**RECORDS FOR THIS TASK**
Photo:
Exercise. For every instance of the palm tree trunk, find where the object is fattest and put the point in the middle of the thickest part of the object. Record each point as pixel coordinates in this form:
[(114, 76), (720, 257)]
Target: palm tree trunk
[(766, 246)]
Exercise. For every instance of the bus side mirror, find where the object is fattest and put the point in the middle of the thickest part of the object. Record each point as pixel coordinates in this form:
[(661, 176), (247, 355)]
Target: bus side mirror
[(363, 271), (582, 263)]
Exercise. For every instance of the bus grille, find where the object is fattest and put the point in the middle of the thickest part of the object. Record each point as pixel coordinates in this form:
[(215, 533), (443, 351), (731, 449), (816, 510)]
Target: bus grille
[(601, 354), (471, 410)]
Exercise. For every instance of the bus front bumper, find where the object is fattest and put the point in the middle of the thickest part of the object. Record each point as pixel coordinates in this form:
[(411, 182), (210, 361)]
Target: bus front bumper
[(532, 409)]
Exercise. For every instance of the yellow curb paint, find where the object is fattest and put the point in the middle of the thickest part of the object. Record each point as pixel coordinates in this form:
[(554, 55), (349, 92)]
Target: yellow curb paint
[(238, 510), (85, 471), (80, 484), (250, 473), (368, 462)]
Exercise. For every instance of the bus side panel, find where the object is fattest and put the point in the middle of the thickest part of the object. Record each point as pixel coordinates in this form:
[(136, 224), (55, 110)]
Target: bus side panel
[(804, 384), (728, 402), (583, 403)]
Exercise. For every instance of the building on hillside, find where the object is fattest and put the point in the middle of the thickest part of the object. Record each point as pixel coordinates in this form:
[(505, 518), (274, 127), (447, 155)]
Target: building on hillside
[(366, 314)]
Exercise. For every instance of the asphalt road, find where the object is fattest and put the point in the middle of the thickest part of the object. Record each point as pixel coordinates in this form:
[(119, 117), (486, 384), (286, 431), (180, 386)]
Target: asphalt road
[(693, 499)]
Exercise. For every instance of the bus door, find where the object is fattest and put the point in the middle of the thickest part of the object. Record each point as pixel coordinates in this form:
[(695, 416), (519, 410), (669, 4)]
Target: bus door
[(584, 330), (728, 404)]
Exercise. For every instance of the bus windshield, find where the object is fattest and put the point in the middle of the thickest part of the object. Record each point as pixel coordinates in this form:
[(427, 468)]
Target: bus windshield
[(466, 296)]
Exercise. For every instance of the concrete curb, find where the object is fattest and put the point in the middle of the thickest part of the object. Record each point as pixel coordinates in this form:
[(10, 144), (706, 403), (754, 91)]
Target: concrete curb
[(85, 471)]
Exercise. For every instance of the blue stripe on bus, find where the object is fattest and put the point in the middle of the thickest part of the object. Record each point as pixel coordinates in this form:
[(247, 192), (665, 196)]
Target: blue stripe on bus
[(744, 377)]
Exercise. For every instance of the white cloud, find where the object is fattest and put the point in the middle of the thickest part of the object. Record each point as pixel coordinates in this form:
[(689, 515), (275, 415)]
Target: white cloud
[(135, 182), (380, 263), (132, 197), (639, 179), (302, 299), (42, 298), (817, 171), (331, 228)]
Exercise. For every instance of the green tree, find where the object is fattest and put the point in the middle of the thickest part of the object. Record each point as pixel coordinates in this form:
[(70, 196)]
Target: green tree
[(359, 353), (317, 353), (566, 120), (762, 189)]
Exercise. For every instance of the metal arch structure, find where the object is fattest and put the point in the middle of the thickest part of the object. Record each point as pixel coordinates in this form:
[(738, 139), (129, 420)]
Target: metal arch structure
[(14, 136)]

**TASK DIRECTIONS**
Please retype the lines above without any change, from the very first one through the line that contains "[(804, 384), (728, 402), (583, 403)]", both ends included.

**RESPONSE BELOW**
Photo:
Exercise. For every instance of the palm tree trunk, find where the object is fattest and put the point in the middle of the thickest part of the object. Record each point as pixel coordinates in this form:
[(114, 76), (720, 257)]
Target: palm tree trunk
[(766, 246)]
Exercise. For every instance of the bus side mirror, find where the object is fattest and put the point in the middle of the thickest part of the object. Record each point as pixel coordinates in this form:
[(661, 176), (247, 355)]
Target: bus side mirror
[(363, 271), (582, 263)]
Exercise. For every instance of the bus grille, find where the object is fattest and put the point in the middle of the thickest part of the object. Record each point as pixel coordinates in this form:
[(215, 533), (443, 351), (731, 449), (816, 510)]
Target: bus grille
[(601, 354), (471, 410)]
Exercise. For every instance of the bus front bumper, find where the object is fattest and put the point in the middle of the thickest part of the object. Record each point as pixel coordinates in this form:
[(411, 182), (210, 361)]
Target: bus front bumper
[(532, 409)]
Exercise. For every instance of the yellow curb paint, find where the object is fattest and put the point in the middle of the thickest part of the object. Record each point as pixel coordinates in this form:
[(554, 55), (349, 92)]
Target: yellow curb paint
[(238, 510), (85, 471), (80, 484), (250, 473), (368, 462)]
Exercise. For every instance of the bus side panel, find where the object is fattest and put the point in the middle of the thickest part of the object. Record each point as pixel coordinates in this form:
[(136, 224), (55, 110)]
Target: bus side panel
[(804, 384), (728, 402), (583, 403)]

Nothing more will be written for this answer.